EXERCISE REQUIREMENTS
• a. Could you rewrite the paragraph beginning "Does the bias, in the end, matter?" from the passage on anti-Semitism in European media as a short bulleted list that keeps its main facts?
• b. From the passage on anti-Semitism in European media, give again the part that begins at the words "Deborah Orr, columnist" and stops after "expressing unreserved agreement.", switching "phrasing" to "wording".

PASSAGE FOR REVIEW
○ ○ ○ ○ ○
Gross also makes these observations:
It would be easy to go on and on, with similar examples from across Europe. Mixed in with the general Jew-hatred — and
compulsive attempts to draw parallels with the Holocaust —
is a specifically Christian-based anti-Semitism. Though the overwhelming
majority of Palestinians are Muslim, many of the cartoons. headlines, and
news reports use Christian imagery. Phrases such as "the Palestinians' Via
Dolorosa" and "the cross the Palestinians have to bear" are common in countries
like France and Italy.
[. . . .] the BBC's chief Jerusalem correspondent, Hillary Anderson,
began a recent report on the deaths of Palestinian children thus: "Deep underground
in Bethlehem are the remnants of an atrocity so vile, so far back in history,
King Herod's slaughter of the innocents . . . ." (The camera meanwhile showed
a pile of skulls.) Then she moved on to the deaths of Palestinian children,
evoking Herod's massacre of the innocents, to remind the viewer that Jews,
who tried to kill the infant Christ, are busy killing innocent children once
again.
After a survey of even worse samples from the Continent, Gross interprets
the implications and consequences:
Does the bias, in the end, matter? In my view, it does, and not just because the truth is always important. For one
thing, it is clear that inaccurate reporting is influencing international
diplomatic efforts. A distorted picture of events is helping to produce correspondingly
distorted policies, particularly in Europe.
In addition, as Jewish organizations in Europe and beyond can confirm,
there is a clear link between inflammatory reporting about Israel and physical
attacks on Jews and Jewish institutions in the countries where those reports
are published or broadcast. Correspondents may not realize it, but their unfair
reporting plays into preexisting anti-Semitism. . .
. . The systematic building up of a false picture of Israel as aggressor, and deliberate killer of babies and children,
is helping to slowly chip away at Israel's legitimacy. How can ordinary people
elsewhere not end up hating such a country? . . . .
* * * * * * *
At a dinner party at the London home of newspaper publisher Lord
Black, a diplomat-guest described Israel as "a ****** little country" and demanded
"Why should we be in danger of World War
III because of those people?" [Comment: Not a very
astute diplomat, if he thinks that one tiny country that stands all alone
on this earth can start World War III.] Lady Black, who is the columnist Barbara
Amiel, in a piece on chic anti-Semitism quoted the remarks, without naming
either the diplomat or his country. The
Guardian newspaper quickly identified his as Daniel
Bernard, Ambassador of France. Lady Black was much excoriated for quoting
a remark he meant only for his friends.
Deborah Orr, columnist for The
Independent, sister paper of The Guardian, wrote on
December 21: "I'm fed up being called an
anti-Semite." She so liked Monsieur Bernard's
phrasing that she repeated it several times, expressing unreserved agreement.
○ ○ ○ ○ ○
[Dataset records]
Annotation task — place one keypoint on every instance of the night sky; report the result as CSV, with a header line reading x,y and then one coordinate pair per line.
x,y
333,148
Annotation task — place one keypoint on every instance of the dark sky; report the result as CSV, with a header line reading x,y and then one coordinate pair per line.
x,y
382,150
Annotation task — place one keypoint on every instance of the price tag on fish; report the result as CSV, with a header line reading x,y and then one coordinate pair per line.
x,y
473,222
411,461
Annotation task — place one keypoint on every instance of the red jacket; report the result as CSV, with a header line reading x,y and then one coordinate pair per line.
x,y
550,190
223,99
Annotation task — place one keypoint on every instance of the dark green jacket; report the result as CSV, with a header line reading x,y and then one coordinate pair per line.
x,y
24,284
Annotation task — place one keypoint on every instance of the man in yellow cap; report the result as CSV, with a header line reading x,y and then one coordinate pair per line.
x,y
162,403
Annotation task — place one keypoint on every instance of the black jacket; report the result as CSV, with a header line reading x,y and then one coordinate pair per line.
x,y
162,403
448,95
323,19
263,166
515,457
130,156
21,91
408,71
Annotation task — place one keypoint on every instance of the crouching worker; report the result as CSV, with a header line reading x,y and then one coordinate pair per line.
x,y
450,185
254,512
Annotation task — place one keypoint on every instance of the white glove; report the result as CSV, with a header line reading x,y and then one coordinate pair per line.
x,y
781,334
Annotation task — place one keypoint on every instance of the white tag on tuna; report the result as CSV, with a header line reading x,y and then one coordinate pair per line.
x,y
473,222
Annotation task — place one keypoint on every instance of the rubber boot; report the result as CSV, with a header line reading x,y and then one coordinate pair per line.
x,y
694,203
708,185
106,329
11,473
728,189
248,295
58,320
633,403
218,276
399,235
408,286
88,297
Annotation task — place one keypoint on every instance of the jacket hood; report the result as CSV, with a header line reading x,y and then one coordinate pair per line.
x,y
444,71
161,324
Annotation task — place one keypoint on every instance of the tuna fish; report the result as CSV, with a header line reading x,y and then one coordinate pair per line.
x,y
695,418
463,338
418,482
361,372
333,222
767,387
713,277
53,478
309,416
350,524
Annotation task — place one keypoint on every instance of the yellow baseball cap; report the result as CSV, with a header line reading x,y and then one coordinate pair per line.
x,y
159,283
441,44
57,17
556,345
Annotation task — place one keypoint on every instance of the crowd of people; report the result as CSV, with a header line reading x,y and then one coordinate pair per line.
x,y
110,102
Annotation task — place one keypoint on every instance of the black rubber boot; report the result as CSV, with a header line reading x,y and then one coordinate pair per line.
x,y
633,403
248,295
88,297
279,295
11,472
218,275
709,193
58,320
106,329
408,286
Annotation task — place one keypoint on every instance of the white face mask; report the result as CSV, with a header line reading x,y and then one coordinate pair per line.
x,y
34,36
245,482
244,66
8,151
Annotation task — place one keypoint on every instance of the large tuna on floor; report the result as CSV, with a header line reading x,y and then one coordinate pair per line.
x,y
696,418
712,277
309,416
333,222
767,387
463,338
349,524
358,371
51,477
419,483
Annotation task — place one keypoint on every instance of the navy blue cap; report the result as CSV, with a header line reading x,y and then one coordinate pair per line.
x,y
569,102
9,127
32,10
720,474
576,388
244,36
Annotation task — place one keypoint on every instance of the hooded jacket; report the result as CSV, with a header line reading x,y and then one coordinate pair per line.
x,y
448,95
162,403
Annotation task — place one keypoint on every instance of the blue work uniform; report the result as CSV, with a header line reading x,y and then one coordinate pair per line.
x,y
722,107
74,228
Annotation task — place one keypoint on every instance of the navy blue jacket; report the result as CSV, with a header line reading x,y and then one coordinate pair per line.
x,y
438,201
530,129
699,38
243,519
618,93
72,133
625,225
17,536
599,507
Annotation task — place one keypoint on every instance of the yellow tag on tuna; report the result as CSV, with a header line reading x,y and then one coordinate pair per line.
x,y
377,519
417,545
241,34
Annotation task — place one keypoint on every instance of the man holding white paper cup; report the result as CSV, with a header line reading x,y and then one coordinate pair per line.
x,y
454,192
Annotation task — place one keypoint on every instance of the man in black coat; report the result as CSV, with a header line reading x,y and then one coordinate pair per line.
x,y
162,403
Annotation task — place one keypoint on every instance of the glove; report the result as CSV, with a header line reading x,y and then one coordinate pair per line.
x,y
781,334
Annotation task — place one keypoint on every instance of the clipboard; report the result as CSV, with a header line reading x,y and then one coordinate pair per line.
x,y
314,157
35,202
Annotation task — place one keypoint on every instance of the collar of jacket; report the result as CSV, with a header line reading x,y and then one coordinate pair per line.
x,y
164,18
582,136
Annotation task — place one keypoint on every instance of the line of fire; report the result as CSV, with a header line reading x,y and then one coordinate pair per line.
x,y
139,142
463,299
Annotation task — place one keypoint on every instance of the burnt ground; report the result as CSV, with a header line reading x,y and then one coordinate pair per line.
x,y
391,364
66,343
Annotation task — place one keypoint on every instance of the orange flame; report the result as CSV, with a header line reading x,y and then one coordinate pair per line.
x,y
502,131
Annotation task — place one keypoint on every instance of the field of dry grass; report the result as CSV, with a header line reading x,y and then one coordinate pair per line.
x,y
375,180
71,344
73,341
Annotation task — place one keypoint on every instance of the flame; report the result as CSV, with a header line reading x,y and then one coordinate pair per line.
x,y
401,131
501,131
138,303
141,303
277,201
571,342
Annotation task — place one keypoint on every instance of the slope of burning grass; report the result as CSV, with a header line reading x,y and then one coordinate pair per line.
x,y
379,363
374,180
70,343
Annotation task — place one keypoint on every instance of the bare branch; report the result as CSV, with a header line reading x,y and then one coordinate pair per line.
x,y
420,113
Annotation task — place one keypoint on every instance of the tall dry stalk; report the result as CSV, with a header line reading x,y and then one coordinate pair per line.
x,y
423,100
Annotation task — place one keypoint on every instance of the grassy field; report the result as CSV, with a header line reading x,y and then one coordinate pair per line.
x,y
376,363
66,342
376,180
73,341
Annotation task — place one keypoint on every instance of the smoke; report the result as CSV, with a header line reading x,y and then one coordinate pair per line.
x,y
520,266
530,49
○ ○ ○ ○ ○
OUTPUTS BY TASK
• a.
- The bias matters, and not only because the truth is always important.
- Inaccurate reporting is clearly influencing international diplomatic efforts.
- A distorted picture of events is helping to produce correspondingly distorted policies, particularly in Europe.

• b.
Deborah Orr, columnist for The
Independent, sister paper of The Guardian, wrote on
December 21: "I'm fed up being called an
anti-Semite." She so liked Monsieur Bernard's
wording that she repeated it several times, expressing unreserved agreement.